**** Input records ****

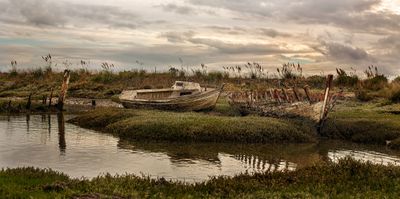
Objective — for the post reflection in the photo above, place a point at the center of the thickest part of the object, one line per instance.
(28, 119)
(61, 133)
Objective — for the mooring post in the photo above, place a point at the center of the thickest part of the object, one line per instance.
(296, 94)
(9, 106)
(278, 96)
(64, 89)
(286, 95)
(44, 99)
(29, 103)
(326, 97)
(307, 91)
(51, 97)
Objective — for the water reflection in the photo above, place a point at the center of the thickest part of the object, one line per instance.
(61, 133)
(252, 158)
(41, 141)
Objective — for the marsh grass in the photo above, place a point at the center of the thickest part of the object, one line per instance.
(364, 123)
(174, 126)
(348, 178)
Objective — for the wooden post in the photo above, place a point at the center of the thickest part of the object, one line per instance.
(93, 103)
(307, 91)
(296, 94)
(285, 94)
(278, 96)
(29, 103)
(64, 89)
(9, 106)
(272, 95)
(326, 97)
(44, 99)
(51, 97)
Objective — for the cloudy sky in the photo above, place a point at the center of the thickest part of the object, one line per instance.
(319, 34)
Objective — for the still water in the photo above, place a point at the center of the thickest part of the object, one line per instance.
(47, 141)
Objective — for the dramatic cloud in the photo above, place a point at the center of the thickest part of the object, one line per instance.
(319, 34)
(58, 14)
(184, 10)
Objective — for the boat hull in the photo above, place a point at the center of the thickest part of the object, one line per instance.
(195, 102)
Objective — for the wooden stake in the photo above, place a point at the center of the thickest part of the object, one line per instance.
(64, 89)
(29, 103)
(51, 97)
(296, 94)
(326, 97)
(286, 95)
(278, 96)
(307, 91)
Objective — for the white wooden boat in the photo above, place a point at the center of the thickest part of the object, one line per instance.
(182, 96)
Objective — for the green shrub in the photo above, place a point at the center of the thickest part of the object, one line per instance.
(394, 93)
(345, 80)
(364, 95)
(375, 83)
(397, 80)
(316, 81)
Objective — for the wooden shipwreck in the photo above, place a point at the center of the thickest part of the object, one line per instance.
(182, 96)
(285, 102)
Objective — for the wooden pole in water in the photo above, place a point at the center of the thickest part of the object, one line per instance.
(29, 103)
(285, 94)
(326, 97)
(296, 94)
(51, 97)
(307, 91)
(278, 96)
(64, 89)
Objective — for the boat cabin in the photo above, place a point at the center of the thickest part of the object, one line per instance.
(180, 88)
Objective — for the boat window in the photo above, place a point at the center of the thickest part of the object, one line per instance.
(186, 93)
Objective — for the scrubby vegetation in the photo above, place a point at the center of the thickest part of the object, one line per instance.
(172, 126)
(372, 123)
(346, 179)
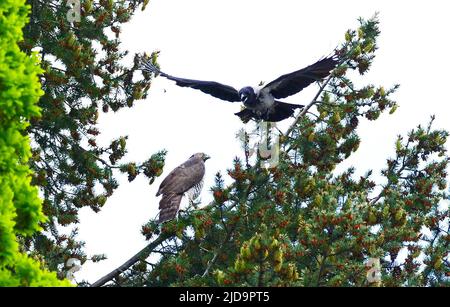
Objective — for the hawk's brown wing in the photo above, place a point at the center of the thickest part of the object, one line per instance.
(168, 206)
(182, 178)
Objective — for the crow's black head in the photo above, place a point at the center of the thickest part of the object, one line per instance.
(247, 95)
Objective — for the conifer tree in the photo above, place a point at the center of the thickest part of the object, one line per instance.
(83, 75)
(20, 206)
(299, 223)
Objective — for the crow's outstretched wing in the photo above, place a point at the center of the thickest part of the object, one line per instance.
(292, 83)
(218, 90)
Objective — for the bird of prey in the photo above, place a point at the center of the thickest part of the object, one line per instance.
(188, 177)
(260, 102)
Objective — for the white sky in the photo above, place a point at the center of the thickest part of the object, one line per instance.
(241, 43)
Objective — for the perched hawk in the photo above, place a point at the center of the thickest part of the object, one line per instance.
(188, 177)
(260, 102)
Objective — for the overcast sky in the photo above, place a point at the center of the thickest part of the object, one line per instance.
(242, 43)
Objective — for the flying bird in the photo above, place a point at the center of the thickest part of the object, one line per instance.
(260, 103)
(188, 177)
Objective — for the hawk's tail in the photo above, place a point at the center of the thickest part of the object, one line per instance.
(168, 207)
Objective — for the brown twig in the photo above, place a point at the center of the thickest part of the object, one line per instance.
(144, 253)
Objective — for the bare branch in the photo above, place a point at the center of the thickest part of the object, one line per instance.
(141, 255)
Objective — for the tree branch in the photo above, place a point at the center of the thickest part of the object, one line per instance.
(306, 108)
(144, 253)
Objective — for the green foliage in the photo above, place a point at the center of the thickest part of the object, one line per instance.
(83, 76)
(20, 207)
(300, 223)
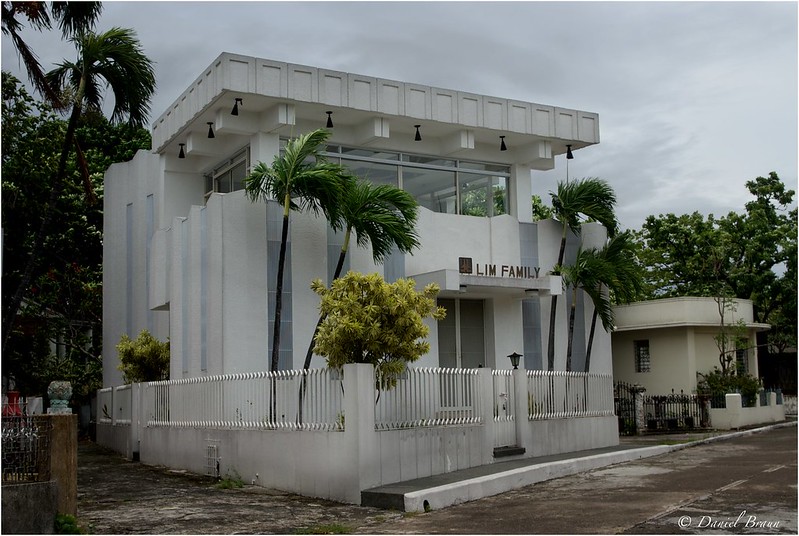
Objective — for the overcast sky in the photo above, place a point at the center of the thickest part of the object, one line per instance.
(694, 98)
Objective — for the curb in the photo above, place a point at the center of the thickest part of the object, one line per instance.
(485, 486)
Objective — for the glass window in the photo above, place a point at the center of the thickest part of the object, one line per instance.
(368, 153)
(229, 175)
(374, 172)
(482, 195)
(642, 361)
(482, 166)
(439, 184)
(432, 188)
(428, 160)
(742, 357)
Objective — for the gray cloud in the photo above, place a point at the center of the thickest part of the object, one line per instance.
(695, 98)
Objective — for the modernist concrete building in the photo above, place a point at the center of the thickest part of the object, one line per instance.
(189, 258)
(663, 344)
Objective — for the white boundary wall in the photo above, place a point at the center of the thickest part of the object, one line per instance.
(337, 465)
(735, 416)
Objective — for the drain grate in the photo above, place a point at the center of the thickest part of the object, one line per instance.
(212, 458)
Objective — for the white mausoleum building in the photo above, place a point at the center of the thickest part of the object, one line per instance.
(189, 258)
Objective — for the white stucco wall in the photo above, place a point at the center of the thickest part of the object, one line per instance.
(199, 271)
(681, 335)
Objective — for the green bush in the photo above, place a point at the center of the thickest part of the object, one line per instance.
(145, 359)
(66, 524)
(717, 383)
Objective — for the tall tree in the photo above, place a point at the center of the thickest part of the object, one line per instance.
(370, 321)
(72, 18)
(381, 215)
(574, 203)
(749, 255)
(584, 273)
(64, 304)
(620, 278)
(301, 179)
(114, 58)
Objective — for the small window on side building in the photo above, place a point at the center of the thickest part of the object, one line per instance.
(642, 361)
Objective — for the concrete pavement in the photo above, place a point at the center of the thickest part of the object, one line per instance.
(440, 491)
(116, 496)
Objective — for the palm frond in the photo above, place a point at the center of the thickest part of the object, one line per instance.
(591, 198)
(114, 58)
(76, 17)
(382, 215)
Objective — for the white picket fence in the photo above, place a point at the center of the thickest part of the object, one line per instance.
(289, 400)
(562, 395)
(313, 400)
(430, 397)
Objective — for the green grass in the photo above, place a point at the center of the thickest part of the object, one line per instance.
(66, 524)
(231, 481)
(330, 528)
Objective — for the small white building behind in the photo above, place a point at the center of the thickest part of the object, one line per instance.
(662, 344)
(189, 258)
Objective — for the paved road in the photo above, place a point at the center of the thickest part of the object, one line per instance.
(752, 478)
(726, 487)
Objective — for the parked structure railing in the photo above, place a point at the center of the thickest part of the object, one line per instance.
(560, 394)
(674, 411)
(504, 408)
(429, 397)
(26, 448)
(122, 404)
(288, 399)
(105, 405)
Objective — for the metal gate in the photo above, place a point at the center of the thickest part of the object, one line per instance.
(624, 402)
(504, 413)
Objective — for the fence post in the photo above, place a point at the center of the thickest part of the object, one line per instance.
(64, 461)
(359, 425)
(638, 402)
(521, 409)
(112, 409)
(704, 406)
(734, 408)
(135, 421)
(485, 383)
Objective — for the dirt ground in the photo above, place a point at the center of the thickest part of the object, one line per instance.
(116, 496)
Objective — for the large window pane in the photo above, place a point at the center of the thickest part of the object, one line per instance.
(373, 172)
(428, 160)
(368, 153)
(433, 189)
(483, 195)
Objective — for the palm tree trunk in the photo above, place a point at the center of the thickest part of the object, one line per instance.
(38, 239)
(590, 342)
(572, 314)
(281, 262)
(309, 353)
(553, 309)
(336, 275)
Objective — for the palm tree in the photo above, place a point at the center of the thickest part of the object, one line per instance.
(621, 282)
(592, 199)
(382, 215)
(73, 18)
(301, 179)
(586, 273)
(114, 59)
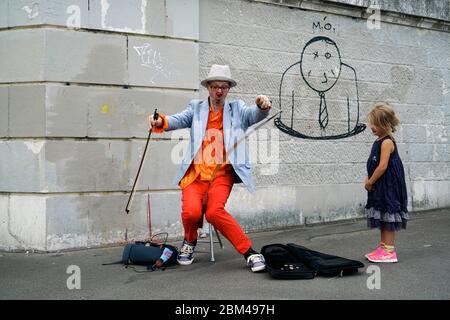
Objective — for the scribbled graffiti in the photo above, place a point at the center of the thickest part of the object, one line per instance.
(319, 94)
(153, 59)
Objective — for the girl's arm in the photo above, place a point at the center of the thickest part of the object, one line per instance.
(386, 149)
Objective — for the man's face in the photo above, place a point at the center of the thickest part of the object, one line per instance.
(218, 91)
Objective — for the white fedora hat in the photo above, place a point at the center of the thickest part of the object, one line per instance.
(219, 73)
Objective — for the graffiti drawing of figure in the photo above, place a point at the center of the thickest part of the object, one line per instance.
(335, 114)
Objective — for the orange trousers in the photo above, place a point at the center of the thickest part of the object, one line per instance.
(217, 196)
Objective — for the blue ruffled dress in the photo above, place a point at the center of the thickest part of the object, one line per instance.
(386, 207)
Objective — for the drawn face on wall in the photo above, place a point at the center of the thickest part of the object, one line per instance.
(320, 63)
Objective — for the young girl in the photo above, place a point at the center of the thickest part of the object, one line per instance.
(386, 197)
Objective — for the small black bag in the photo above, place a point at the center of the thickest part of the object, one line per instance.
(153, 254)
(292, 261)
(146, 253)
(281, 263)
(325, 264)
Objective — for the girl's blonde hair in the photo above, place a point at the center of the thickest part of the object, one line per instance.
(384, 117)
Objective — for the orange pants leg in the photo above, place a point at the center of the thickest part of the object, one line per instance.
(216, 214)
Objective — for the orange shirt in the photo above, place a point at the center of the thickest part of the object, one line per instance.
(212, 152)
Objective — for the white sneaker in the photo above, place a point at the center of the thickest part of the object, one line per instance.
(256, 262)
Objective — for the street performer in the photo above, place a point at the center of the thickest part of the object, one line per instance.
(207, 173)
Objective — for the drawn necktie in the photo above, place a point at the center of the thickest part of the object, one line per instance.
(323, 112)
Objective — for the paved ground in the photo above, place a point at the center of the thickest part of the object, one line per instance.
(423, 271)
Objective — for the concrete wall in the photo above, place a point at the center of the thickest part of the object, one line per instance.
(78, 79)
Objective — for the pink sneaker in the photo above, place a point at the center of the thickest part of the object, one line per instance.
(373, 252)
(383, 256)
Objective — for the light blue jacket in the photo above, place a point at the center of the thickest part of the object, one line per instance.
(237, 117)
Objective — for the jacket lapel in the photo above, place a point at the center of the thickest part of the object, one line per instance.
(227, 123)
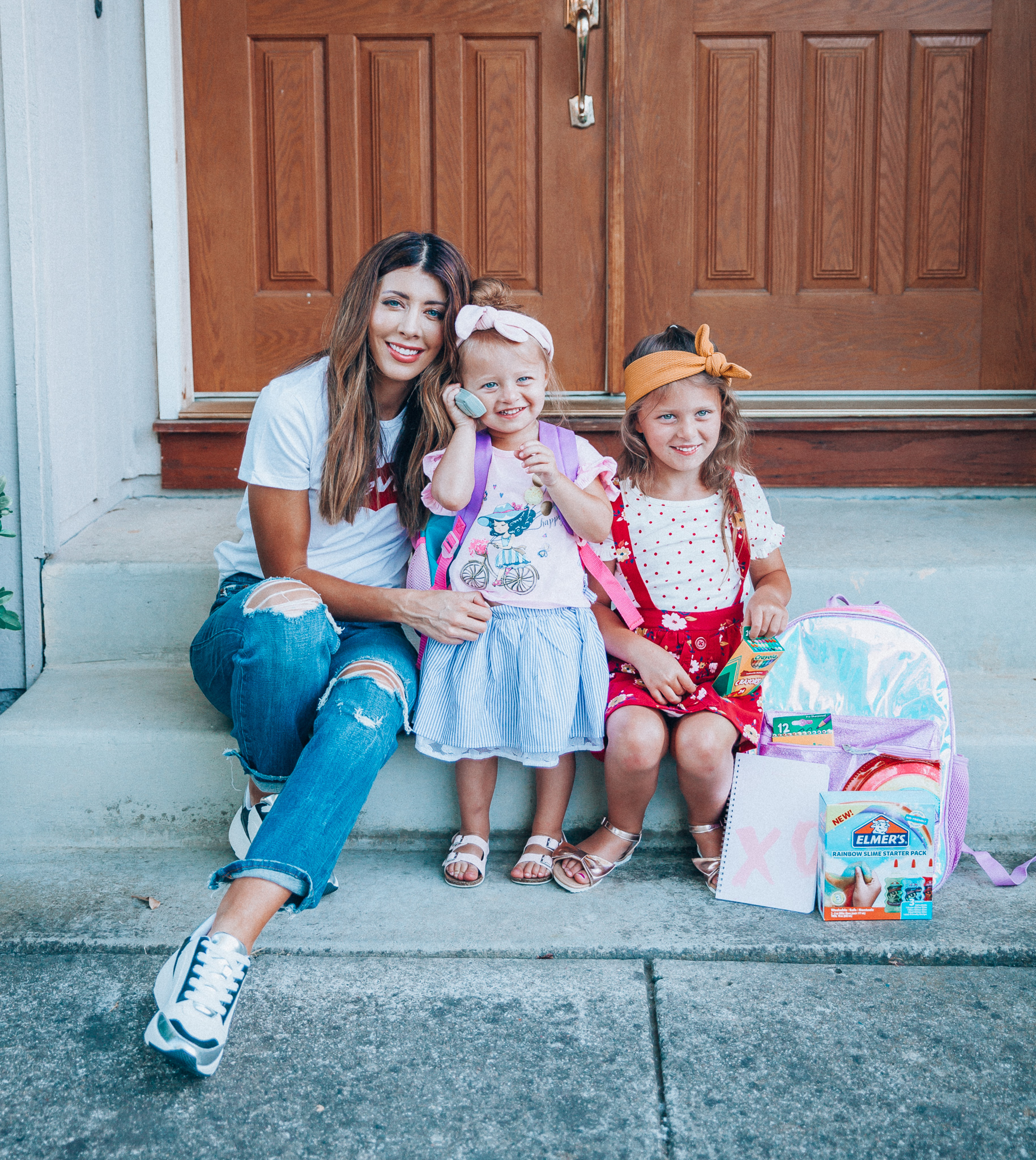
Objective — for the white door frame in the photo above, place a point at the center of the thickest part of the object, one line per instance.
(164, 58)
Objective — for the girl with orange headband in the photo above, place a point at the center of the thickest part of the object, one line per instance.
(688, 528)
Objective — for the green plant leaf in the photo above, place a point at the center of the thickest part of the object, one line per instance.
(10, 620)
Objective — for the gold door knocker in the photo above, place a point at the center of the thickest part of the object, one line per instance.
(583, 15)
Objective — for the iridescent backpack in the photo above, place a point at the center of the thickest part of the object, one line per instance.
(888, 693)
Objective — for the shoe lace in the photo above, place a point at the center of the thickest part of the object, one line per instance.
(219, 977)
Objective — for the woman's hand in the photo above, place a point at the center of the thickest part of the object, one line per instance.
(663, 675)
(538, 458)
(457, 417)
(449, 617)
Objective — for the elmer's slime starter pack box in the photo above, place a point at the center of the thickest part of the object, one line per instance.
(892, 839)
(748, 666)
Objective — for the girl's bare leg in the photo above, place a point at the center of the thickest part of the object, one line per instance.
(248, 906)
(704, 748)
(637, 740)
(553, 788)
(476, 782)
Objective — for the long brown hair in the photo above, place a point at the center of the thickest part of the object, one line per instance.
(729, 455)
(354, 432)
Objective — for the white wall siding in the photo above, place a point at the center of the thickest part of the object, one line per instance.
(12, 644)
(83, 249)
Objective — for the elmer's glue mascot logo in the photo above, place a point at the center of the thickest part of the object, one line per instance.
(881, 833)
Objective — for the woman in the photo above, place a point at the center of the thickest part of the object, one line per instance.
(311, 664)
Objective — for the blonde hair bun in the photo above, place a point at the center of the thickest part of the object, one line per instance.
(494, 293)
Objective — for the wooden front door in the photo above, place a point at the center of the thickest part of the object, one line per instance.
(835, 187)
(315, 129)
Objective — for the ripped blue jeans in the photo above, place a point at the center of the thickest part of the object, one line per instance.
(316, 707)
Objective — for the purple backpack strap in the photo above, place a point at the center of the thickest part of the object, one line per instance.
(483, 458)
(562, 443)
(996, 872)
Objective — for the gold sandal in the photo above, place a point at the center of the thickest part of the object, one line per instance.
(594, 867)
(709, 867)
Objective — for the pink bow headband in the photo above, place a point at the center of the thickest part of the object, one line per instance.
(512, 325)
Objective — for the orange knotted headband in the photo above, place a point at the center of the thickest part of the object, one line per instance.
(653, 372)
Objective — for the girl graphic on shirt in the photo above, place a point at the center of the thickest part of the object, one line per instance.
(688, 528)
(533, 687)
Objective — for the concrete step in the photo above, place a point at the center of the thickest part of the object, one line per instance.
(656, 907)
(137, 584)
(116, 754)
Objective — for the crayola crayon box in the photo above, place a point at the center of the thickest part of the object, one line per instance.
(746, 669)
(890, 838)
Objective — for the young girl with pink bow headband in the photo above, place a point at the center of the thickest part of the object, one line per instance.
(533, 686)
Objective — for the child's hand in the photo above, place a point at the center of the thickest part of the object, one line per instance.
(539, 460)
(765, 615)
(864, 892)
(457, 417)
(663, 675)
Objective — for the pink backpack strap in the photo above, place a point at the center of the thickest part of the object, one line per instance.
(483, 458)
(619, 596)
(562, 442)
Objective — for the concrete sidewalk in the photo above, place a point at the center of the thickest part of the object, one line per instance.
(502, 1058)
(402, 1019)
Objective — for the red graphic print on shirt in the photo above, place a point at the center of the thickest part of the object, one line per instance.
(382, 489)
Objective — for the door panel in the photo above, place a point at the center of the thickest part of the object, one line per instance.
(824, 180)
(948, 100)
(314, 129)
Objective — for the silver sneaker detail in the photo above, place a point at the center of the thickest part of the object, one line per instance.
(246, 823)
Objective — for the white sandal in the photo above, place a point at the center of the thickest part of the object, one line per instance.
(455, 856)
(540, 860)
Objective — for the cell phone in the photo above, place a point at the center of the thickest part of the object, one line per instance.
(469, 404)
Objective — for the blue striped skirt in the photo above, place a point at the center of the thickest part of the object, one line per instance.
(531, 688)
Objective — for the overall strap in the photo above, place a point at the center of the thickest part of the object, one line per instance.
(743, 549)
(624, 555)
(483, 460)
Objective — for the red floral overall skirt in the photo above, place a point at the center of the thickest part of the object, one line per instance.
(702, 642)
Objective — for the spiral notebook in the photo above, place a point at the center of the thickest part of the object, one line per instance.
(769, 850)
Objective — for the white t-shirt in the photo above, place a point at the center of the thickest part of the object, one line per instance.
(679, 548)
(284, 448)
(518, 551)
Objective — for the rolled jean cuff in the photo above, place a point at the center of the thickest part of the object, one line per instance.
(281, 874)
(267, 784)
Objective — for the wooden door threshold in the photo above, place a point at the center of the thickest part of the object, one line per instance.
(800, 439)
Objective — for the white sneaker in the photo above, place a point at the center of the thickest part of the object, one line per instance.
(246, 823)
(245, 826)
(197, 993)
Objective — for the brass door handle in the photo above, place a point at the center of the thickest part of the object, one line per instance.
(583, 15)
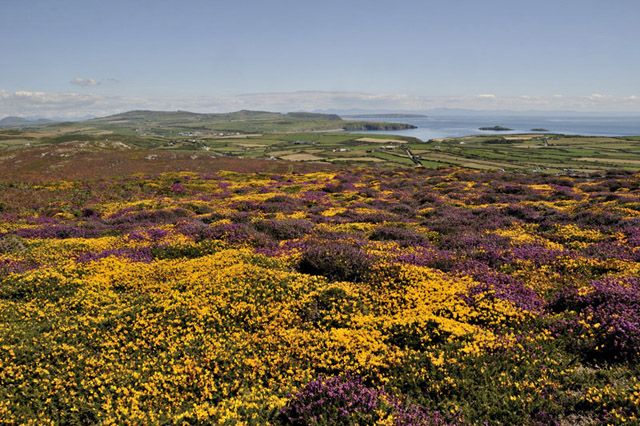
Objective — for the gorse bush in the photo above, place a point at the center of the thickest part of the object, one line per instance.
(602, 320)
(336, 260)
(451, 296)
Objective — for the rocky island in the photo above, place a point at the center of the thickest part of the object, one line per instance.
(496, 129)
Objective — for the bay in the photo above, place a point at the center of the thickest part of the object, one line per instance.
(446, 126)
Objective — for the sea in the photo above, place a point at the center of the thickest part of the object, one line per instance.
(446, 126)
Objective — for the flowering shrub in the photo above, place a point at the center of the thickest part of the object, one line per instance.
(452, 296)
(603, 319)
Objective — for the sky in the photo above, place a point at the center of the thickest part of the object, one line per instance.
(68, 58)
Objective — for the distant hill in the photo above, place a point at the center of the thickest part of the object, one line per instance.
(170, 123)
(395, 115)
(22, 122)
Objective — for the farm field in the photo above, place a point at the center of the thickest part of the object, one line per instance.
(260, 139)
(416, 296)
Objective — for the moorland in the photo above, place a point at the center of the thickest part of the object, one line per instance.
(148, 283)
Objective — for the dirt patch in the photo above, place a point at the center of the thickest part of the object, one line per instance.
(376, 140)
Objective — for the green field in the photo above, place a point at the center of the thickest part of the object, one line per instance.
(318, 138)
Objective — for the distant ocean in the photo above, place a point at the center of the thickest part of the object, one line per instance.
(443, 126)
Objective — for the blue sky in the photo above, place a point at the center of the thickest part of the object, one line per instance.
(107, 56)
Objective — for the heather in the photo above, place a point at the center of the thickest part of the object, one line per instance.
(382, 297)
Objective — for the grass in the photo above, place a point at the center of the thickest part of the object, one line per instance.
(261, 136)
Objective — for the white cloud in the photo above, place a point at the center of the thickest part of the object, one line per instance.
(85, 82)
(71, 105)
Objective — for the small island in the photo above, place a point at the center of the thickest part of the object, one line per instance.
(496, 129)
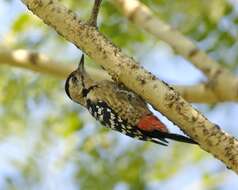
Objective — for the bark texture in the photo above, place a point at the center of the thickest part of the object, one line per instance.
(124, 69)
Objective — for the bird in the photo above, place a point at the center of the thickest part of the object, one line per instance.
(118, 108)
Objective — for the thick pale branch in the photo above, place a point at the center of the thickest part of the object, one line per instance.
(41, 63)
(222, 81)
(199, 93)
(124, 69)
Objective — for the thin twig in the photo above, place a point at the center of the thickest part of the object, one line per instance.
(93, 19)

****

### Aim of the task
Rewrite the records from the line containing "Objective — for the blue sky" through the end of the records, inclusive, changing "bark texture" to "tree bark" and keeping everything else the same. Omit the pictures from your answer.

### Result for this exercise
Objective — for the blue sky in the photo above, place a point at the center of the thickest part of the object, one line per instance.
(107, 56)
Objective — for the heather in the photo above, place a point at the center of the thickest part of the object, one line per instance.
(382, 297)
Objective — for the grass in the photo above, place a point at the center of the thickest part of the object, one line per instance.
(261, 136)
Objective — for the white cloud in the photo above, place a point at the center of the thickest part of the object, one line per instance.
(85, 82)
(71, 105)
Objective — for the small island in the photo above, place a point at the center of the thickest part of the object, one line per instance.
(496, 129)
Objective — for the tree bark in the photo above, place a point at the center of the thickest part of the object, one line per instance.
(124, 69)
Objective — for the bird in the photo above, place a point at the center of the thickest part of the object, one line per instance.
(118, 108)
Objective — for the thick pale branch in the photo above, place a point at the center of the thickest part of the object, one line per instance.
(41, 63)
(222, 81)
(199, 93)
(124, 69)
Objective — for the thin twig in the photo above, place a point at the center of the thickest part of the object, one line per instance.
(93, 19)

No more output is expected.